* TEXTE DE LECTURE *
·····

Je ne vais pas vous mentir, Mrs Dalloway n'est pas un roman particulièrement facile à lire ni accessible si vous n'y êtes pas un minimum disposé. Il faut y mettre une certaine dose de bonne volonté, notamment si vous affectionnez l'action, car c'est très psychologique, très intériorisé, tout le contraire du mouvement.

Mais lorsqu'on accepte les règles et de jouer le jeu, de faire l'effort de rentrer dans la tête des personnages et non d'être le témoin de leurs actions, c'est vraiment une expérience littéraire de grande beauté.

Virginia Woolf développe un style bien à elle, très féminin, très subtil, qui tranche singulièrement avec l'écriture masculine de cette époque-là, sauf peut-être de celle de D. H. Lawrence, avec de nombreuses épiphores, mais dans une mouture bien à elle.

Si je devais vous décrire ce roman, je vous dirais que c'est un peu le complémentaire d'un portrait réaliste lorsque vous êtes dans un musée. Face au tableau, vous avez accès à son image à un instant donné, mais seulement à son image. Ce qu'il y a dedans, derrière la façade du regard, derrière les atours du vêtement, vous n'y avez pas accès, vous ne pouvez que l'imaginer, le conjecturer.

Eh bien ici, c'est un peu comme si Virginia Woolf nous ouvrait les portes de ce mystère, comme si elle nous faisait la dissection psychologique de Mrs Dalloway, directement, certes, mais aussi en creux, par la médiation, par l'accès aux pensées d'un certain nombre de personnages qui gravitent autour d'elle.

Il est probablement temps de s'arrêter quelques instants sur le titre du roman et sur le nom du personnage principal. Mrs Dalloway, c'est-à-dire Madame Untel, sachant que le Untel est son mari, c'est-à-dire, dans l'esprit de Virginia Woolf, que le personnage, par cette appellation, est dépossédé, jusqu'à son identité même. Aux yeux de tous, elle n'est que Madame Richard Dalloway, et plus Clarissa comme elle aimait à s'entendre appeler.

·····

* CONSIGNE *
Poursuivez la critique de Mrs Dalloway à partir de sa dernière phrase.

Éléments de contour de zones étiquetées:
·····

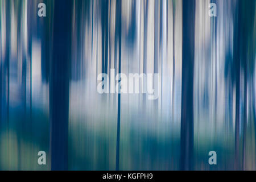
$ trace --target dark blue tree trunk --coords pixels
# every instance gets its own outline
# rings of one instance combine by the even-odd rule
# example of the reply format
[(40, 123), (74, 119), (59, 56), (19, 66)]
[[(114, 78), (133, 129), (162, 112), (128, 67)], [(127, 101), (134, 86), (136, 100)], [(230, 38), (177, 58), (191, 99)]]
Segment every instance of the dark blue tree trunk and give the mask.
[(183, 2), (181, 170), (192, 169), (193, 158), (195, 3), (194, 0), (183, 0)]
[[(117, 49), (118, 44), (118, 73), (121, 73), (121, 1), (117, 1), (115, 9), (115, 52)], [(117, 57), (115, 55), (115, 57)], [(119, 82), (119, 81), (118, 81)], [(120, 145), (120, 114), (121, 114), (121, 93), (119, 92), (118, 97), (118, 109), (117, 109), (117, 146), (115, 151), (115, 170), (119, 170), (119, 145)]]
[(68, 169), (69, 82), (73, 2), (56, 0), (50, 69), (52, 170)]

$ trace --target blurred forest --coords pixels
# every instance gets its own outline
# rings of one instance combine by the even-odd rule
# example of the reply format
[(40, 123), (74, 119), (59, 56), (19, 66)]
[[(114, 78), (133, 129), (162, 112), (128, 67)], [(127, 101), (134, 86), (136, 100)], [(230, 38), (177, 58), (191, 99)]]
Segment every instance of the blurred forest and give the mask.
[[(255, 6), (0, 0), (0, 169), (255, 170)], [(158, 99), (99, 94), (110, 69), (159, 73)]]

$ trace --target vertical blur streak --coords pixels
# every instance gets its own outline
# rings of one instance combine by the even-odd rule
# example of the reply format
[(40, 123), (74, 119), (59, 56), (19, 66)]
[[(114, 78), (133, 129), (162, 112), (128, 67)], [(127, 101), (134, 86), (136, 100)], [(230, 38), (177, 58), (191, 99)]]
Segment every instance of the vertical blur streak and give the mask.
[(256, 169), (255, 6), (0, 0), (0, 169)]
[(193, 169), (193, 85), (195, 40), (195, 1), (183, 1), (182, 89), (180, 169)]

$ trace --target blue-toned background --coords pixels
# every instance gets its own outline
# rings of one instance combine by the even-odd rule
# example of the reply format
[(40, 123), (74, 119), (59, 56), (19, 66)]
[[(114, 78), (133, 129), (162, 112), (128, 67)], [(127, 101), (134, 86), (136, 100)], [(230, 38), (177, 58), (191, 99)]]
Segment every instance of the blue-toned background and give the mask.
[[(0, 169), (255, 170), (255, 6), (0, 0)], [(99, 94), (110, 69), (158, 99)]]

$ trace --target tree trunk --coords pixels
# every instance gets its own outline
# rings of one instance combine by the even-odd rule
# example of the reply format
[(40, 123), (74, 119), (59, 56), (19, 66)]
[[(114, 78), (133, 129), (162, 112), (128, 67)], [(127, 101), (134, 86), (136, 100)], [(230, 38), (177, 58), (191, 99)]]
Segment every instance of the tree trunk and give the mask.
[(180, 169), (193, 168), (195, 0), (183, 0)]
[(55, 1), (50, 73), (52, 170), (68, 169), (69, 82), (73, 3)]

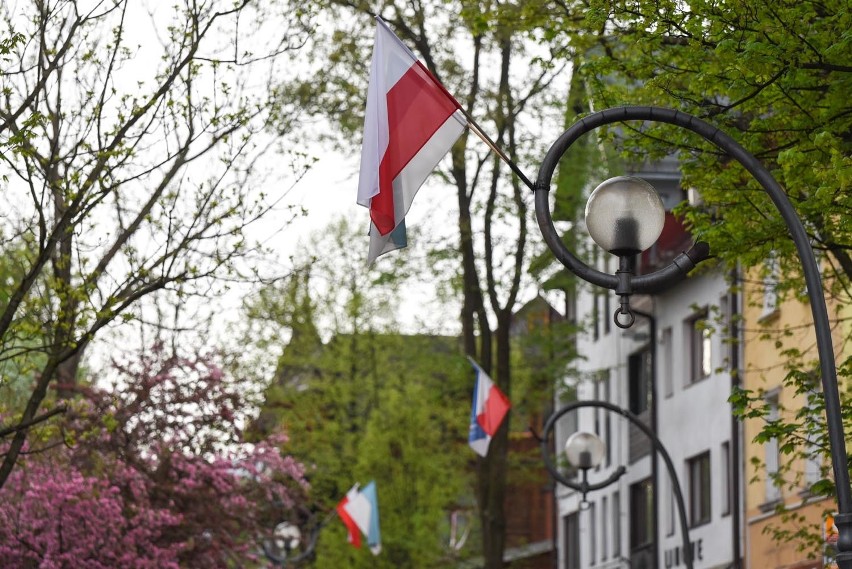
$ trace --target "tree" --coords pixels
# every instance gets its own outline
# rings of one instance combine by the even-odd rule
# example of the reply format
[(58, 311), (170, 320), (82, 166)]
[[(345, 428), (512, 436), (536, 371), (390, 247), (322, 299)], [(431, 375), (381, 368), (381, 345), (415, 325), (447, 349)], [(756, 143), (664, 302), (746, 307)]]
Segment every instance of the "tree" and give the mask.
[[(536, 30), (546, 24), (538, 3), (329, 4), (338, 41), (328, 44), (330, 53), (324, 56), (324, 63), (332, 64), (326, 63), (326, 81), (306, 85), (314, 93), (316, 112), (356, 138), (360, 133), (372, 37), (367, 16), (375, 9), (513, 161), (523, 167), (530, 156), (544, 153), (539, 133), (528, 125), (546, 124), (553, 108), (561, 105), (554, 102), (559, 94), (550, 87), (567, 61), (558, 49), (541, 55), (527, 49), (538, 37)], [(353, 96), (356, 93), (360, 97)], [(561, 110), (556, 116), (561, 117)], [(519, 295), (529, 284), (531, 240), (523, 184), (486, 145), (472, 141), (469, 132), (456, 143), (450, 166), (441, 175), (456, 192), (458, 234), (455, 243), (442, 245), (431, 259), (447, 269), (457, 287), (465, 353), (511, 393), (510, 326)], [(508, 432), (507, 421), (492, 441), (489, 456), (477, 465), (477, 501), (489, 568), (503, 563)]]
[(112, 389), (78, 387), (65, 445), (31, 438), (0, 490), (4, 566), (252, 566), (277, 509), (304, 502), (284, 441), (243, 440), (244, 385), (165, 354), (117, 364)]
[(381, 555), (352, 548), (333, 521), (316, 567), (445, 567), (456, 555), (448, 515), (472, 507), (471, 369), (456, 338), (395, 331), (383, 306), (402, 281), (364, 270), (358, 237), (336, 222), (310, 240), (300, 270), (251, 300), (249, 314), (288, 337), (254, 429), (290, 435), (317, 517), (356, 482), (376, 481)]
[[(717, 124), (768, 165), (827, 263), (827, 292), (848, 298), (852, 67), (845, 2), (570, 2), (557, 28), (581, 57), (598, 108), (676, 107)], [(807, 25), (802, 25), (807, 22)], [(798, 258), (768, 197), (741, 167), (684, 129), (631, 125), (633, 157), (679, 150), (684, 207), (715, 255), (745, 266), (770, 253), (783, 291), (801, 290)], [(724, 216), (720, 216), (724, 212)]]
[(2, 40), (0, 179), (2, 249), (19, 274), (3, 283), (0, 360), (39, 366), (7, 415), (20, 428), (2, 486), (24, 425), (49, 386), (73, 391), (97, 335), (144, 322), (146, 297), (185, 304), (246, 272), (243, 230), (270, 207), (259, 159), (295, 115), (272, 80), (311, 15), (286, 2), (146, 13), (125, 0), (53, 0), (6, 4), (0, 17), (17, 32)]

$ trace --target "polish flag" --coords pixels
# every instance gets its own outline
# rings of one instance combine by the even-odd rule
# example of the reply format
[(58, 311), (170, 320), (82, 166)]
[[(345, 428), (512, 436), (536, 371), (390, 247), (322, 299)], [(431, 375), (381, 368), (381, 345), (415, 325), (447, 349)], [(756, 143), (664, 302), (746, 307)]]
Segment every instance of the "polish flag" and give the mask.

·····

* RÉPONSE PRODUITE *
Arrêtons-nous encore, si vous le voulez sur ce nom : Dalloway. Il suffit, pour s'en convaincre, de prendre une liste de patronymes anglo-saxons ou un vulgaire bottin pour s'apercevoir que malgré sa consonance très brittish, ce n'est pas un nom véritable, c'est une construction de l'auteure.

Dally en anglais évoque la notion de badinage ou de papillonnage. Way désigne soit le chemin, soit la manière de faire. Virginia Woolf connaissait suffisamment de français pour connaître la signification du mot dalle, comme les dalles d'un sentier tout tracé dans le parc d'une maison de campagne.

Ce titre, aussi anodin qu'il puisse paraître de prime abord, nous en apprend donc déjà beaucoup sur la perception qu'a l'auteure (et le personnage car on se rend vite compte que Clarginia Woolfoway ou Virgissa Dalloolf ne sont qu'un) sur son personnage : une femme enfermée dans une vie factice, faite d'apparences, où l'on se cache derrière un nom sans être jamais soi-même et où l'on suit des rails immuables, sans jamais pouvoir en dévier, comme lorsqu'on redoute de quitter les dalles d'un sentier de peur de se mouiller le pieds.

Finalement, la vraie vie de Clarissa, ça aura été les badinages de sa jeunesse d'où le "dally way ". Ensuite, l'incarcération dans le mariage. Mais au fait, Clarissa, dites-moi, ça ne vous évoque pas quelque chose ? Un classique de la littérature anglaise (complètement oublié de ce côté de la Manche, malheureusement. Mais oui, bien sûr, Clarissa de Samuel Richardson au XVIIIe siècle, Histoire de Clarisse Harlove dans la traduction qu'en a faite l'Abbé Prévost).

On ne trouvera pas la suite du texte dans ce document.